## [WHAT THE TASK REQUIRES]
Go through the data below and report how many lines contain "green"; the reply holds only that number.

---*---

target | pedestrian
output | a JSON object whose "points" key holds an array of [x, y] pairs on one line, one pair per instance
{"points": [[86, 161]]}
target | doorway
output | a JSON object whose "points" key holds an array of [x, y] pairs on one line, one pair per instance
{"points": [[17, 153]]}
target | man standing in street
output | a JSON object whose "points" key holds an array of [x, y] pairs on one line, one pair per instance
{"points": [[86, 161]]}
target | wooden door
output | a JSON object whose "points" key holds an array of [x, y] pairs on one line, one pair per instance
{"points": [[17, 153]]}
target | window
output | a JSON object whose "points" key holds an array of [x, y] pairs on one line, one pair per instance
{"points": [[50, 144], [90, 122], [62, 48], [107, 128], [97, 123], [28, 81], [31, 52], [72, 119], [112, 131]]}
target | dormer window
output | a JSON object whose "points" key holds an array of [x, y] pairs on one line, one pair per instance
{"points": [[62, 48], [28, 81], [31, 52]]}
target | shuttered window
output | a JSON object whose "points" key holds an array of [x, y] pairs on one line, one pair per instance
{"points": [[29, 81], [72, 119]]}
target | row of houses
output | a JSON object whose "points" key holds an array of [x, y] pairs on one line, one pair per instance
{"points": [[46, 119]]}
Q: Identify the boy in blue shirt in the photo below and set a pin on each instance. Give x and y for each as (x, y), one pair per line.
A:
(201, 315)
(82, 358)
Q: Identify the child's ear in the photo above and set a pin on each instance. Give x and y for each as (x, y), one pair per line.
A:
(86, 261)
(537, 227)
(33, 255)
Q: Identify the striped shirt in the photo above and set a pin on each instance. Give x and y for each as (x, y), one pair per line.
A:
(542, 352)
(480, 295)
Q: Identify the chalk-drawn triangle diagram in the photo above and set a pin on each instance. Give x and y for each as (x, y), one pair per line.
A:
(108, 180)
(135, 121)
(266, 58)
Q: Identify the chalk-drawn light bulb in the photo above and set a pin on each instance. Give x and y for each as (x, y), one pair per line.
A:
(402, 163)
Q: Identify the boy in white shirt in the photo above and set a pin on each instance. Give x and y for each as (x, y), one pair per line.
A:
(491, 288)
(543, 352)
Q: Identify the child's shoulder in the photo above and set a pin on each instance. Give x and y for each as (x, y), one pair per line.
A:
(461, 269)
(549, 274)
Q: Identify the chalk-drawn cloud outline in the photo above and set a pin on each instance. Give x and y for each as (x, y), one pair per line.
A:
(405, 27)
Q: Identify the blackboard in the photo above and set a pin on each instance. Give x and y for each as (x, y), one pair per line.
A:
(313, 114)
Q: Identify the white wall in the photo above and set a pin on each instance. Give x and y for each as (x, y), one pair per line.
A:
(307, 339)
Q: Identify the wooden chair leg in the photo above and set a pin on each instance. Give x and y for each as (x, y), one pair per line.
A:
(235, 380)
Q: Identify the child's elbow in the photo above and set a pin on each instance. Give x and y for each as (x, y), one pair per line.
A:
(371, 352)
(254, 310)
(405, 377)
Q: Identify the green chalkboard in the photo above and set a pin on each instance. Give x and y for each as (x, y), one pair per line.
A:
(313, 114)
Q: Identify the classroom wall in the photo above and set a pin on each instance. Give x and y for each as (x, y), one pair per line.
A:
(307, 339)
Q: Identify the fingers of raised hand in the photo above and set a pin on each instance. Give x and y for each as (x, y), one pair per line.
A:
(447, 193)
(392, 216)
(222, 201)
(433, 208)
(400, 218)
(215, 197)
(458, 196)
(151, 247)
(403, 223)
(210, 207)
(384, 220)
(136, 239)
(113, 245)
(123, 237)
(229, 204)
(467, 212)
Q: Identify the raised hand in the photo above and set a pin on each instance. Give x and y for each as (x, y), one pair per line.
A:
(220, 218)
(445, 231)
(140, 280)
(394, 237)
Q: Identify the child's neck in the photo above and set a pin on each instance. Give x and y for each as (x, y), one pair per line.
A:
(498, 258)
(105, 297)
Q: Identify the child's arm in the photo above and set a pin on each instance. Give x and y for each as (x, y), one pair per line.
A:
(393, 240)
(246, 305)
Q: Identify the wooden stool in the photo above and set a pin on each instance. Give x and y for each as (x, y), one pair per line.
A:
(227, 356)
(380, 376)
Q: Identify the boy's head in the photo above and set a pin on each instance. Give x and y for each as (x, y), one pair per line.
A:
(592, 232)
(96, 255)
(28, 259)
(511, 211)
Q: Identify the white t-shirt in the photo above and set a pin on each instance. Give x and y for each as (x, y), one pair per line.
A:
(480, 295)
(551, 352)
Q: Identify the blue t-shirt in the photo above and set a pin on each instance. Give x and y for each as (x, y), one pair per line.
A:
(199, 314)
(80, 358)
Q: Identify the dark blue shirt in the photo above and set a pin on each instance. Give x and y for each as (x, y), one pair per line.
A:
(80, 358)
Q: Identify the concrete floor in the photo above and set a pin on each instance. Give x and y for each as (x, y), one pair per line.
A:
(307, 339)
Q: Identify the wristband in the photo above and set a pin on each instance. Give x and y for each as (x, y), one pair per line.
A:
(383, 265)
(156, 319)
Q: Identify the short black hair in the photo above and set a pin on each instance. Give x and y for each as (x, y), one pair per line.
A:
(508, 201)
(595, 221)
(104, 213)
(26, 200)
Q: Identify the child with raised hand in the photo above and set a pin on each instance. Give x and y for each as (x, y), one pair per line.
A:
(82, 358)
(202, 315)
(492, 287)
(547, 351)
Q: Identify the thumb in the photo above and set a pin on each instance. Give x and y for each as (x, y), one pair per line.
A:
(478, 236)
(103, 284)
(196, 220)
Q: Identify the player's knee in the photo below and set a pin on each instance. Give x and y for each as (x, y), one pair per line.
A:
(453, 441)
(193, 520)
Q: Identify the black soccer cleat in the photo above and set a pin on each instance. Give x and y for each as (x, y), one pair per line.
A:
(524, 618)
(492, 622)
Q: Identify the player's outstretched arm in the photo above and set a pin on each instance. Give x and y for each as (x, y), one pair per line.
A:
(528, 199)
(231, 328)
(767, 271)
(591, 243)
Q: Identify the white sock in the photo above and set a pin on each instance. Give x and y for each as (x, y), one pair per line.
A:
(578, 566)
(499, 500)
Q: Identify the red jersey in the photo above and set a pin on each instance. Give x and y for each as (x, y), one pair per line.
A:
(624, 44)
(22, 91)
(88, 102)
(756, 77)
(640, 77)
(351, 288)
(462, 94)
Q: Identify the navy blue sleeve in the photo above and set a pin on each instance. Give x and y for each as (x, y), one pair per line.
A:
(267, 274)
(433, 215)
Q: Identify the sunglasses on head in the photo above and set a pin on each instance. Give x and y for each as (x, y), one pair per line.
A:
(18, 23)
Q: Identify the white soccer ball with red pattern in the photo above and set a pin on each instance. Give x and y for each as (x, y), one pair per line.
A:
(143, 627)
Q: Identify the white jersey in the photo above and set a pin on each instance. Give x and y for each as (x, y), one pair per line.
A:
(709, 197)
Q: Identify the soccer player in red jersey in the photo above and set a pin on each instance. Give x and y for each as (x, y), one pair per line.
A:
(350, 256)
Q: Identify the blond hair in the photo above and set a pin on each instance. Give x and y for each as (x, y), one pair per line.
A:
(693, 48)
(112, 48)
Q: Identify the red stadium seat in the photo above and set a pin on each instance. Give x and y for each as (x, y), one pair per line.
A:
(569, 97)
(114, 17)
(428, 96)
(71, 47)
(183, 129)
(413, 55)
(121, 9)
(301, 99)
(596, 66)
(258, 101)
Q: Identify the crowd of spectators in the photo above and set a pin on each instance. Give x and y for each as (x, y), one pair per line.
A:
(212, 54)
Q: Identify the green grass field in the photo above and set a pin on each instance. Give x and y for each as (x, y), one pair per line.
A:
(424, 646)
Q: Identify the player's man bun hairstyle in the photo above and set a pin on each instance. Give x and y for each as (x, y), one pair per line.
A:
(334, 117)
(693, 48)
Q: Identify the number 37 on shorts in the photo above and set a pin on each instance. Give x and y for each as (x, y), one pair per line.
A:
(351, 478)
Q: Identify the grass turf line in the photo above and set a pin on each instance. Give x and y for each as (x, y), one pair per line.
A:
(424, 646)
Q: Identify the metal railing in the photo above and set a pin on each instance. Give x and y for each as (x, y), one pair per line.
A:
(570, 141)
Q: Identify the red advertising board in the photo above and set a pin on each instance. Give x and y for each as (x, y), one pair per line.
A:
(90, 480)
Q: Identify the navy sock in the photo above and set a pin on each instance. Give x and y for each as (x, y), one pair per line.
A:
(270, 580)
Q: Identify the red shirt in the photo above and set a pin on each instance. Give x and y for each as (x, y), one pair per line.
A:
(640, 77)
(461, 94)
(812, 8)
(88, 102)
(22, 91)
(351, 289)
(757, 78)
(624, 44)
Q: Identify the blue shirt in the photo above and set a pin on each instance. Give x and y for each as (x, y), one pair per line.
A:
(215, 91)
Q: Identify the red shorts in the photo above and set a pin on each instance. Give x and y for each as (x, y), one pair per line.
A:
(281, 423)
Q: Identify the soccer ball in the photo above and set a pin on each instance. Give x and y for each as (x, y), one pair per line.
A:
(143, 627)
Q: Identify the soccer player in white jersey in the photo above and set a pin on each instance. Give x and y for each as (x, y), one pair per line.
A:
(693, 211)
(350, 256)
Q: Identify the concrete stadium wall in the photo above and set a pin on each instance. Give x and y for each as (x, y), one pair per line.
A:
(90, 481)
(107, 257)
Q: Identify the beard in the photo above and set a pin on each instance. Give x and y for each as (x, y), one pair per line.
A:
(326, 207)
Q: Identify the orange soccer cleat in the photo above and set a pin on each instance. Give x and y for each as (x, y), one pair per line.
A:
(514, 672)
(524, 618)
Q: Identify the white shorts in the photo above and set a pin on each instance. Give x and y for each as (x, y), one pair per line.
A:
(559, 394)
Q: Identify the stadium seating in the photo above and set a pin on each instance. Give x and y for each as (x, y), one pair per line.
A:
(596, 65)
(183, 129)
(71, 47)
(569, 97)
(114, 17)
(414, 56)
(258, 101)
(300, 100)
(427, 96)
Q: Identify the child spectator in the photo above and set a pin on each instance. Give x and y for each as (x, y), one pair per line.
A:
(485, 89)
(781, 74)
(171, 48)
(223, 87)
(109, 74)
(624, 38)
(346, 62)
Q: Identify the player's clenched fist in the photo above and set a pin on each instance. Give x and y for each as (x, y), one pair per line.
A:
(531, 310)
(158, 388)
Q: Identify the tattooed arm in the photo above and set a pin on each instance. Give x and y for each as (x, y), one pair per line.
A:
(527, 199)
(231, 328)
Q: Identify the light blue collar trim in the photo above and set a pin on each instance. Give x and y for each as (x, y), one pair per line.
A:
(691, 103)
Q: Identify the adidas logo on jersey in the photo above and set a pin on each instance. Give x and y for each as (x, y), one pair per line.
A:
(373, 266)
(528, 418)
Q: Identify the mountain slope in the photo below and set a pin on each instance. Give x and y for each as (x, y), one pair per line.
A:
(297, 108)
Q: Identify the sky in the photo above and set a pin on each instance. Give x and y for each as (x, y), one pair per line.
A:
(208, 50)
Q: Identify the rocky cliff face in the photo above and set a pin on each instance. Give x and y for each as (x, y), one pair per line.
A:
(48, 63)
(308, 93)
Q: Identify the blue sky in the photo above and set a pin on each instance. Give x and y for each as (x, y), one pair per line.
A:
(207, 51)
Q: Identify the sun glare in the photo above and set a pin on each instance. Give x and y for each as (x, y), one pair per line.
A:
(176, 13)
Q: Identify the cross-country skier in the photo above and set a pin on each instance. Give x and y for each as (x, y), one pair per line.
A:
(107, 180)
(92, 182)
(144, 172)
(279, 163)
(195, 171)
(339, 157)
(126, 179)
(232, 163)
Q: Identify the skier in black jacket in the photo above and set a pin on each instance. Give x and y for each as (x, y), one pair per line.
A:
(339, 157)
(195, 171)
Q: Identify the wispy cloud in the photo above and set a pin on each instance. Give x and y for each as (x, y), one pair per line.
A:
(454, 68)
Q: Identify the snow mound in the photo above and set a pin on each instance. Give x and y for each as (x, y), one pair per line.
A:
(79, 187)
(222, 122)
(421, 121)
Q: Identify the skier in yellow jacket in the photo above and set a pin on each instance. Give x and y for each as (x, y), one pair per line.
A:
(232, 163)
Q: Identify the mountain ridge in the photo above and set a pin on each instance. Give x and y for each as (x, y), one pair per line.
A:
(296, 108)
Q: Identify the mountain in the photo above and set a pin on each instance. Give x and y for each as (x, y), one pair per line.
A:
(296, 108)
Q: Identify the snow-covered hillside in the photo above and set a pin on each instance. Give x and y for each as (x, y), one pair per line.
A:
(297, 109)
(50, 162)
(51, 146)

---*---

## [OUTPUT BELOW]
2